▶ _Exercise instructions_
Exact reproduction of all the entries is required, without any of their pictures.

▶ _Collected data_
-.-.-

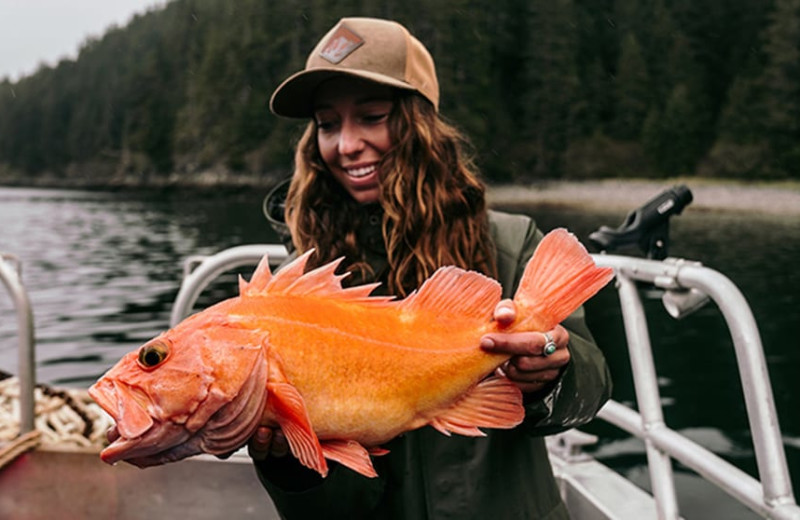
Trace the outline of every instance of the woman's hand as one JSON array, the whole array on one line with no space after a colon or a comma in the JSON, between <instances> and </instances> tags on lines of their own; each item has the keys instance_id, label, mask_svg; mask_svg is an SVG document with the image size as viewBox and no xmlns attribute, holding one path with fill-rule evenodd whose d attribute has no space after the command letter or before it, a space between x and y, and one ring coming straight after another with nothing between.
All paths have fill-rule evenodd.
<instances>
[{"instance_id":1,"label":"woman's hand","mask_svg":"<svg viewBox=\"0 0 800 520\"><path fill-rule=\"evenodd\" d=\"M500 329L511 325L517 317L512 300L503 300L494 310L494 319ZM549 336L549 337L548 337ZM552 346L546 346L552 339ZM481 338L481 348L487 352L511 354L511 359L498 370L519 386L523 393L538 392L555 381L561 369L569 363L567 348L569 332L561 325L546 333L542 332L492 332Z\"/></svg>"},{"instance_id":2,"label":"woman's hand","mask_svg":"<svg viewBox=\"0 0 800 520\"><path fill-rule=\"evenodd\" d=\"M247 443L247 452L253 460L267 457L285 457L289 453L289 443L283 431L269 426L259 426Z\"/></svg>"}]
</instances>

-.-.-

▶ _Expected answer_
Trace the outline of every instance of the woman's hand as one JSON array, the whole array on one line with no space after a colon or a comma in the JSON, between <instances> and </instances> tags on lines of their own; each item has the keys instance_id, label, mask_svg; mask_svg is an SVG document with the image size as viewBox and no xmlns attribute, holding one path with fill-rule evenodd whose d attribute has no space after the command letter or before it, a space between x and y, and one ring coming straight after another with nothing between.
All paths have fill-rule evenodd.
<instances>
[{"instance_id":1,"label":"woman's hand","mask_svg":"<svg viewBox=\"0 0 800 520\"><path fill-rule=\"evenodd\" d=\"M500 329L511 325L517 317L512 300L503 300L494 310L494 319ZM549 336L549 337L548 337ZM552 346L546 346L552 339ZM481 338L481 348L487 352L511 354L511 359L498 370L519 386L523 393L538 392L555 381L561 369L569 363L567 348L569 332L561 325L546 333L542 332L492 332Z\"/></svg>"},{"instance_id":2,"label":"woman's hand","mask_svg":"<svg viewBox=\"0 0 800 520\"><path fill-rule=\"evenodd\" d=\"M247 443L247 452L253 460L267 457L285 457L289 453L289 443L283 431L269 426L259 426Z\"/></svg>"}]
</instances>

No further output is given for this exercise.